Activity
Return each record verbatim, images excluded.
[Opening Provided data section]
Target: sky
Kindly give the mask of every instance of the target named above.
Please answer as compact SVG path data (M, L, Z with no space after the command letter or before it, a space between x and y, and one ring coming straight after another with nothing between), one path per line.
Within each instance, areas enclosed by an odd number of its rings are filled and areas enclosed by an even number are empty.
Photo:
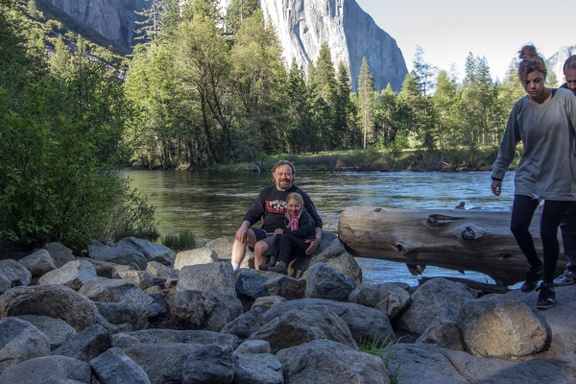
M575 0L356 0L396 40L408 71L416 46L424 62L464 76L466 57L484 57L492 79L503 80L527 43L548 59L576 45Z

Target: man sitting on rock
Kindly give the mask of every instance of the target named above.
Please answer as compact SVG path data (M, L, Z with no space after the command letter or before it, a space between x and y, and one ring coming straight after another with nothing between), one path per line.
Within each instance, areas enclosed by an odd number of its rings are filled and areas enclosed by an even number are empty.
M316 223L314 239L306 240L310 244L308 249L306 249L306 254L312 255L320 245L322 219L318 215L310 197L292 184L295 175L296 169L288 160L280 160L272 168L274 185L265 187L260 191L254 204L244 216L242 225L236 231L231 258L234 270L238 269L242 260L244 260L247 246L252 247L254 250L254 268L260 269L259 267L263 264L265 255L274 240L274 230L284 228L286 198L293 192L297 192L302 196L306 211L310 213ZM253 228L252 226L260 219L263 220L262 228Z

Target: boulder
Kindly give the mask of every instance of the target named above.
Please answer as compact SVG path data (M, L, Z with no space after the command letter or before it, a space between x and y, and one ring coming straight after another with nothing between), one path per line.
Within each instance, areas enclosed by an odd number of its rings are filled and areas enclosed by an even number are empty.
M97 277L96 269L86 260L73 260L62 267L49 271L38 279L41 285L58 284L77 291L82 285Z
M174 260L174 268L182 269L188 265L209 264L218 262L218 254L213 249L203 247L178 252Z
M61 319L35 315L21 315L15 316L14 318L29 322L45 334L50 342L51 350L58 348L78 334L74 328ZM8 317L8 319L10 319L10 317Z
M15 287L0 295L0 319L20 315L61 319L77 332L94 324L110 326L94 302L61 285Z
M170 310L178 328L220 331L243 313L236 296L209 291L176 292Z
M94 324L52 351L52 355L73 357L88 362L110 347L108 331L100 324Z
M548 341L545 324L528 305L493 296L466 302L458 326L466 350L476 356L532 355Z
M318 262L302 275L306 282L304 297L346 301L350 292L356 288L356 282L335 267Z
M232 265L226 262L182 267L176 291L212 291L236 296Z
M367 307L373 307L394 319L410 304L408 291L395 283L361 283L350 292L348 301Z
M40 277L43 274L58 268L50 256L50 253L45 249L39 249L36 252L21 258L18 262L30 271L32 277Z
M283 349L276 356L284 365L287 383L390 383L388 370L380 357L330 340L312 340Z
M110 348L90 360L92 371L100 384L152 384L142 367L120 348Z
M332 340L358 349L346 322L326 306L280 313L250 335L249 340L267 341L274 353L312 340Z
M421 334L434 323L456 322L460 309L470 300L474 297L464 284L430 279L412 294L410 306L395 322L400 329Z
M85 361L41 356L8 367L0 376L0 384L89 384L91 378L90 365Z
M56 268L61 268L67 262L75 259L72 250L62 243L47 243L42 248L48 251L50 257L54 260L54 264L56 264Z
M32 274L16 260L0 260L0 295L14 286L29 285Z
M0 374L9 366L50 354L50 341L27 321L9 317L0 320Z

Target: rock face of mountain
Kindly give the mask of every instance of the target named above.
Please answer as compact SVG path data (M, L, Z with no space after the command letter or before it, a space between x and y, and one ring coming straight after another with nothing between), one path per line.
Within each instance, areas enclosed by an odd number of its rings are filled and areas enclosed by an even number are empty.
[Closing Provided data section]
Output below
Target: sky
Kindly give the mask of every instance of the target named above.
Please answer as compact SVG path data (M, L, Z with no space after the command letter or before it, a space between x and y, and one ring coming straight after another with nothing between), one path per line.
Within each instance, areas enclosed by an odd number of its rings are filled and areas enclosed by an even number are empty.
Photo:
M575 0L356 0L396 40L408 71L416 46L424 62L464 76L466 57L484 57L492 79L503 80L527 43L548 59L576 45Z

Target: man sitting on rock
Kindly give the mask of every instance of the target named above.
Please answer as compact SVG path data (M, L, Z with no space after the command letter or before it, a space between x and y, and one ring coming straight after another with nothing between), one path per line.
Within each instance, areas enclosed by an odd number of its rings are filled and areas enclosed by an even number are empty.
M316 223L314 239L306 240L310 244L308 249L306 249L306 254L312 255L320 245L322 219L318 215L310 197L292 184L295 175L296 169L288 160L280 160L272 168L274 185L265 187L260 191L254 204L244 216L242 225L236 231L231 258L234 270L238 269L242 260L244 260L247 246L252 247L254 250L254 268L260 269L259 267L263 264L265 255L274 240L274 230L284 228L286 198L293 192L297 192L302 196L306 211L310 213ZM253 228L252 226L260 219L263 220L262 228Z

Target: boulder
Kindly give the mask of every instance of the target named above.
Please answer as compact SVG path data (M, L, Z with no space after the command letter or before it, a space between x and y, and one ring coming straight after another with nothing between), one path per line.
Within each instance, areas enclosed by an odd number of its rings are filled and areas enclosed by an even number are empty.
M97 277L96 269L86 260L73 260L62 267L49 271L38 279L41 285L58 284L77 291L82 285Z
M174 260L174 268L182 269L188 265L209 264L218 262L218 254L213 249L203 247L178 252Z
M61 319L35 315L21 315L15 316L14 318L29 322L45 334L50 342L51 350L58 348L78 334L74 328ZM8 317L8 319L10 319L10 317Z
M15 287L0 295L0 319L20 315L61 319L77 332L94 324L110 326L94 302L61 285Z
M170 310L178 328L220 331L243 313L236 296L209 291L176 292Z
M94 324L52 351L52 355L73 357L88 362L110 347L108 331L100 324Z
M548 341L545 324L528 305L493 296L466 302L458 326L466 350L476 356L532 355Z
M318 262L302 275L306 282L304 297L346 301L350 292L356 288L356 282L335 267Z
M232 265L226 262L182 267L176 291L212 291L236 296Z
M367 307L373 307L394 319L410 304L408 291L395 283L361 283L350 292L348 301Z
M40 277L43 274L58 268L50 256L50 253L45 249L39 249L36 252L21 258L18 262L30 271L32 277Z
M283 349L276 356L284 365L287 383L390 383L388 370L380 357L330 340L312 340Z
M110 348L90 360L92 371L100 384L152 384L142 367L120 348Z
M332 340L358 349L346 322L326 306L280 313L250 335L249 340L267 341L274 353L312 340Z
M421 334L434 323L456 322L460 309L470 300L474 297L464 284L430 279L412 294L410 306L395 322L400 329Z
M85 361L41 356L8 367L0 376L0 384L89 384L91 378L90 365Z
M56 268L61 268L67 262L75 259L72 250L62 243L47 243L42 248L48 251L50 257L54 260L54 264L56 264Z
M32 274L16 260L0 260L0 295L14 286L29 285Z
M0 374L9 366L50 354L50 341L27 321L9 317L0 320Z

Target: rock face of mountain
Kindly give the mask of every instance of the target named above.
Please answer as compact SVG path data (M, L, Z with no space after the command letter or before it, a space between x and y, and one ring coming straight after another with nothing between), one path per line.
Within each instance, areas enclosed by an odd number of its rings are filled and areas enclosed by an even number are empty.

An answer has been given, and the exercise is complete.